GIVEN REQUEST: Verbatim output of all the material below is required.

AVAILABLE RECORDS:
☆ ☆ ☆ ☆ ☆

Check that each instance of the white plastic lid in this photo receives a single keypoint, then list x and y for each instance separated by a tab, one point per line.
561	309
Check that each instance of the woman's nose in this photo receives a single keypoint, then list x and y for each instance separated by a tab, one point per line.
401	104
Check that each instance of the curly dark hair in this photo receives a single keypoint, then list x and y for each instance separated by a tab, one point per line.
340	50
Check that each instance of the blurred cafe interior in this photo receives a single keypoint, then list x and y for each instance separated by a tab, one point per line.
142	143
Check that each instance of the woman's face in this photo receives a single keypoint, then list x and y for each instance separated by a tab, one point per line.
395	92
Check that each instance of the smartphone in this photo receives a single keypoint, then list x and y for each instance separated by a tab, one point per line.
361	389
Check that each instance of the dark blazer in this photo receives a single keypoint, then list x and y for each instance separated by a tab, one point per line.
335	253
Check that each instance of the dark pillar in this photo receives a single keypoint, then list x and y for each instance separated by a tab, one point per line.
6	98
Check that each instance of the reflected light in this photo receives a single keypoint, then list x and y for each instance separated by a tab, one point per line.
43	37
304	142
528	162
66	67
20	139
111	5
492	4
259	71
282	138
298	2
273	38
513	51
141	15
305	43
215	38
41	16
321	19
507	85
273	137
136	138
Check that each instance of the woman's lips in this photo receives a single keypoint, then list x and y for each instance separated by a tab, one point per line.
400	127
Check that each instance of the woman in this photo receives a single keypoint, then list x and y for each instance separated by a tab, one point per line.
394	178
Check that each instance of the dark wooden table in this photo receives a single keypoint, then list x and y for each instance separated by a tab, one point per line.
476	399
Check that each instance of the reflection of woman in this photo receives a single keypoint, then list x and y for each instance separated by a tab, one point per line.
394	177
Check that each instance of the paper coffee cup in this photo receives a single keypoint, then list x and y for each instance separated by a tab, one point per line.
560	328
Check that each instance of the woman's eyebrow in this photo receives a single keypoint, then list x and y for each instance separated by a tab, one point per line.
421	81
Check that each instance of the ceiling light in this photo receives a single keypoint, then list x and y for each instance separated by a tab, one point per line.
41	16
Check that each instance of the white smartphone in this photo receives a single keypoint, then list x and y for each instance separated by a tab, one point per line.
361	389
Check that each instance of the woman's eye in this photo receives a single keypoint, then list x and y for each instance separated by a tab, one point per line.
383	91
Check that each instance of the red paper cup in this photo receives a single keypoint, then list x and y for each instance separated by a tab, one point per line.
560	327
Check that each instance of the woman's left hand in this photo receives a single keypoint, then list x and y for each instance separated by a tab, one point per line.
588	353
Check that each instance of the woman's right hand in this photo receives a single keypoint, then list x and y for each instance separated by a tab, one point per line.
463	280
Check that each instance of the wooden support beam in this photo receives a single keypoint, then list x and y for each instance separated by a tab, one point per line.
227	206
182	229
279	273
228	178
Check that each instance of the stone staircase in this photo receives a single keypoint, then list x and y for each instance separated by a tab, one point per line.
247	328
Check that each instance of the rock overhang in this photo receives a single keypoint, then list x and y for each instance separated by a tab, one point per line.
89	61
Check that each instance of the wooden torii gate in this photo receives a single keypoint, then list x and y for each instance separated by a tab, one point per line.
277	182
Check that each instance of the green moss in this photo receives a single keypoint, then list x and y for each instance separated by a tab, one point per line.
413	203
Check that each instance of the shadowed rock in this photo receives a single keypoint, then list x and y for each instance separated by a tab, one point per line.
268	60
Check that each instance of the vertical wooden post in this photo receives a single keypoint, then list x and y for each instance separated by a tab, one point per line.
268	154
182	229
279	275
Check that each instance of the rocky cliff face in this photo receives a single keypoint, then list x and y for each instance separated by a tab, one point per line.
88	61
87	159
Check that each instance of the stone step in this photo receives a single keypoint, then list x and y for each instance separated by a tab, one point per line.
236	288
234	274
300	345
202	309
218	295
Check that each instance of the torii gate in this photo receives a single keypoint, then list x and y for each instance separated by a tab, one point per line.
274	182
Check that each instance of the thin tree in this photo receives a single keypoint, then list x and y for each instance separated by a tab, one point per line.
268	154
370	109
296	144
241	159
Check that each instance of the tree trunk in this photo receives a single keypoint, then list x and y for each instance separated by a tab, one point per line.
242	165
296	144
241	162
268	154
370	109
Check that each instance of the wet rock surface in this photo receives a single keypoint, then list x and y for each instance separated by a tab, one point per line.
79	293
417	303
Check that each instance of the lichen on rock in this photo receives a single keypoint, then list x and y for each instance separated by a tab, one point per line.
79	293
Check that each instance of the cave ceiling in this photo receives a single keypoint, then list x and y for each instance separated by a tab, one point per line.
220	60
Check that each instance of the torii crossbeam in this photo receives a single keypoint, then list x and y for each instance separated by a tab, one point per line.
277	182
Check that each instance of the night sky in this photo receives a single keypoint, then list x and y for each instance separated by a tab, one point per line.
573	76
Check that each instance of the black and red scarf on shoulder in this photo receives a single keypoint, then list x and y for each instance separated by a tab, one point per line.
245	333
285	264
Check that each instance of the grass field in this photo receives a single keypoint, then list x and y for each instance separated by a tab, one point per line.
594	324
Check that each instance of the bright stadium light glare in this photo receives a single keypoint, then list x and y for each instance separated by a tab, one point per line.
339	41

☆ ☆ ☆ ☆ ☆

EXERCISE SOLUTION:
Check that each instance of the white plastic lid in this photo receives a single keypoint, then list x and y for each instance separated by a tab, one point per line.
561	309
Check that each instance of the woman's nose in this photo receives a single keypoint, then list x and y for each instance separated by a tab, one point per line.
401	104
Check that each instance of the curly dark hair in this photo receives a single keypoint, then list x and y for each instance separated by a tab, one point per line.
340	50
Check that each instance of the blurred cafe interior in this photo receives a single keypoint, then list x and y for each instance separated by a tab, one point per line.
142	143
Check that each instance of the woman's face in this photo receives a single keypoint, then list x and y for each instance separated by a tab, one point per line.
395	92
Check that each instance of the smartphone in this photo receives a single keypoint, then list x and y for each instance separated by a tab, one point per line.
361	389
Check that each instance of the dark blazer in this photo receives a single keypoint, then list x and y for each instance separated by a tab, one point per line.
335	253
Check that each instance of the dark pillar in this photo receives a single keypoint, then list x and y for each instance separated by a tab, one point per line.
6	98
Check that each instance of the reflected light in this photo receives a single keypoint, then list x and y for each instance separated by a tab, one point per line.
43	37
304	142
528	162
66	67
20	139
111	5
492	4
259	71
282	138
298	2
273	38
513	51
141	15
305	43
215	38
41	16
321	19
507	85
273	137
136	138
Check that each instance of the woman's lips in this photo receives a single keypoint, then list x and y for each instance separated by a tab, one point per line.
400	127
Check that each instance of the woman in this photo receives a single keypoint, then list x and y for each instance separated by a tab, one point per line.
394	178
Check that each instance of the dark wooden table in this photo receives a single keypoint, then list x and y for each instance separated by a tab, one point per line.
476	399
Check that each instance of the reflection of woman in this photo receives a single keypoint, then list x and y for each instance separated by a tab, one point per line.
394	177
Check that each instance of the paper coffee cup in this photo receives a single keypoint, then list x and y for each instance separated by a tab, one point per line.
560	328
Check that each instance of the woman's eyebrow in this photo receives a single keypoint, then list x and y for each instance separated by a tab, one point per line.
421	81
Check that each instance of the ceiling light in this photo receives a single keypoint, then list x and y for each instance separated by a tab, one point per line.
41	16
Check that each instance of the white smartphone in this photo receives a single keypoint, then list x and y for each instance separated by a tab, one point per line.
361	389
Check that each instance of the woman's eye in this photo receives a single keypoint, then list x and y for each instance separated by a tab, one point per line.
383	91
Check that each instance of the red paper cup in this photo receives a single keypoint, then list x and y for each instance separated by a tab, one point per line.
560	327
Check that each instance of the woman's left hand in this photo receives a single keypoint, then list x and y for each instance separated by a tab, one point per line.
588	353
Check that each instance of the woman's right hand in this photo receives a single keypoint, then list x and y for each instance separated by a tab, one point per line.
463	280
Check that each instance of the wooden support beam in this photo receives a single keypoint, then list x and y for each instance separated by a tab, one point per line.
227	206
182	229
279	273
228	178
Check that each instance of the stone staircase in this photo receives a single keypoint, then list x and y for each instance separated by a tab, one point per line.
247	328
Check that each instance of the rock overhang in this photo receives a single keypoint, then list x and y for each instance separated by a tab, one point per line.
89	61
Check that each instance of the wooden torii gate in this photo receives a single keypoint, then list x and y for each instance separated by a tab, one point per line.
277	182
Check that each instance of the green moss in this photo receives a single keypoint, then list x and y for each instance separated by a tab, one point per line.
413	203
Check that each instance of the shadowed rock in this photo receives a single keypoint, then list x and y for each instance separated by a tab, one point per line.
268	60
Check that each instance of the vertical wooden post in this photo receives a single keypoint, then list x and y for each instance separated by a tab, one point per line.
268	154
182	229
279	275
Check that each instance of the rocky cliff face in this photo receives a single keypoint, then list x and y for each instance separated by a tab, one point per line.
88	61
87	159
Check that each instance of the stone step in this photo receives a single keypoint, then list x and y for each instance separated by a tab, one point per line.
236	288
234	274
300	345
202	309
218	295
Check that each instance of the torii gate in this photo receives a single keypoint, then list x and y for each instance separated by a tab, one point per line.
274	182
Check that each instance of the thin tree in this photo receives a single keypoint, then list x and y for each instance separated by a tab, one point per line.
268	154
370	109
296	144
241	159
Check that each instance of the tree trunk in this photo receives a single keypoint, then list x and y for each instance separated by a tab, one point per line.
242	165
296	144
241	162
268	154
370	109
Check that each instance of the wet rock surface in this photo receives a single keypoint, then list x and y for each instance separated by a tab, one point per line.
79	293
417	303
Check that each instance of the lichen on rock in this photo receives a single keypoint, then list x and y for each instance separated by a tab, one point per line.
79	293
Check that each instance of the cave ceiling in this photo receives a single keypoint, then list x and y for each instance separated by a tab, one point per line.
220	60
Check that each instance of the torii crossbeam in this photo receives a single keypoint, then list x and y for each instance separated by a tab, one point per line.
277	182
Check that each instance of the night sky in this photo receives a single keypoint, then list x and y for each instance separated by a tab, one point per line.
573	76
Check that each instance of the black and red scarf on shoulder in this photo receives a single keypoint, then list x and y for each instance separated by a tab, one point per line.
245	333
285	264
Check that each instance of the grass field in this photo receives a single keypoint, then list x and y for each instance separated by a tab, one point per line.
594	324
Check that each instance of the bright stadium light glare in this photo receives a single keypoint, then list x and y for each instance separated by a tab, one point per line.
339	41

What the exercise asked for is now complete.